- Also known as: Earl Henry, Sinks Mitchell, Earl Richards, Snake Richards, Sinx Mitchell
- Born: Henry Earl Sinks January 1, 1940 Whitharral, Texas, U.S.
- Origin: Amarillo, Texas
- Died: May 13, 2017 (aged 77) Goodlettsville, Tennessee, U.S.
- Genres: Rock and roll, Rhythm and blues, country
- Occupations: Singer, musician
- Instruments: Vocals, guitar
- Years active: 1957–1990s
- Labels: Ace of Hearts, Brunswick, Capitol, Coral, Decca, Dot, Hickory, United Artists, Warner Bros.
- Spouse: Rita Faye

= Earl Sinks =

American singer (1940–2017)

Henry Earl Sinks (January 1, 1940 – May 13, 2017), known professionally as Earl Sinks, was an American rock and roll singer-songwriter and actor. Sinks' career in music and acting spanned the 1950s to the 1990s. He is best known for his brief tenure as a member and occasional lead singer of The Crickets from 1958 to 1960, and for his acting roles in numerous low-budget movies and TV shows in the 1960s.

He recorded under the names Earl Sinks, Sinx Mitchell, Earl Richards, and Earl "Snake" Richards. He wrote songs for various other artists, including Sue Thompson, The Everly Brothers, The Newbeats, Ernie Ashworth, Brenda Lee, Roy Orbison, Mel Tillis, and Buddy Holly. He also played guitar and sang harmony for sessions with artists such as Mel Tillis, Del Reeves, Mel Street, and Charlie Pride.

- [MATERIAL]:
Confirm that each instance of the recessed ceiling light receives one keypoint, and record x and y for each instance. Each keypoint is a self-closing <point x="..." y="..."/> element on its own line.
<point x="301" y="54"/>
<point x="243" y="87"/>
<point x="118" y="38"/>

- [TASK SET]:
#1 Answer these questions using the Earl Sinks biography.
(a) In which town was Earl Sinks born?
(b) Which group did he belong to from 1958 to 1960?
(c) In which town did he die?
#2 Quote the Earl Sinks biography from "- Spouse: Rita" to "in the 1960s.".
#3 Extend the Earl Sinks biography, picking up right after its final sentence.

- [IN RESPONSE]:
#1
(a) Whitharral, Texas
(b) The Crickets
(c) Goodlettsville, Tennessee

#2
- Spouse: Rita Faye

= Earl Sinks =

American singer (1940–2017)

Henry Earl Sinks (January 1, 1940 – May 13, 2017), known professionally as Earl Sinks, was an American rock and roll singer-songwriter and actor. Sinks' career in music and acting spanned the 1950s to the 1990s. He is best known for his brief tenure as a member and occasional lead singer of The Crickets from 1958 to 1960, and for his acting roles in numerous low-budget movies and TV shows in the 1960s.

#3
==Music career==
Sinks performed with Bob Wills at the age of twelve; he created his first recordings as a solo artist in 1958 (aged eighteen) at Norman Petty Studios. Under the alias of "Earl Henry", he recorded 2 singles: "I Am The Man/Whatcha Gonna Do?" and "My Suzanne/Believe A Traveler" with Dot Records. After Buddy Holly split with The Crickets near the end of 1958, Sinks was brought in as his replacement by manager Norman Petty. He recorded and performed with The Crickets after Holly's death in 1959, contributing to the album In Style With the Crickets, singing on songs such as "I Fought the Law," "Love's Made a Fool of You", "Deborah", and "When You Ask About Love". Sinks' association with The Crickets ended in February 1960, citing a personal disagreement. David Box was later brought in to finish recording and fulfil the band's contract with Coral Records.

Sinks later moved to Nashville, where he continued to release records. He recorded for Decca Records, in addition to Hickory, Capitol, Coral, Brunswick, United Artist, Warner Brothers, and Ace of Hearts Records. He and Norro Wilson, along with Bill Fernez, recorded as the country band The Omegas. In October 1958, Tommy Allsup rejoined The Crickets for the "Biggest Show of Stars: Autumn Edition” after Buddy split from Jerry Allison and Joe Mauldin. The Roses, a vocal backup group, also performed on the tour. To form a new band for the planned “Winter Dance Party Tour”, Buddy asked his friend Waylon Jennings to play bass, with Tommy Allsup on guitar and Allsup's friend Carl Bunch to play drums. Tommy and Sinks remained in New York following the end of the “Winter Dance Party Tour” for promotional pictures with J.I. and Joe B. as The Crickets.

Sinks had recorded earlier with the Crickets, along with Sonny Curtis, and sang lead on their version of "I Fought the Law,” “Someone Someone,” and “Love's Made A Fool of You." In 1959, he came to Nashville with Bob Montgomery, where they worked together as songwriters with Acuff-Rose.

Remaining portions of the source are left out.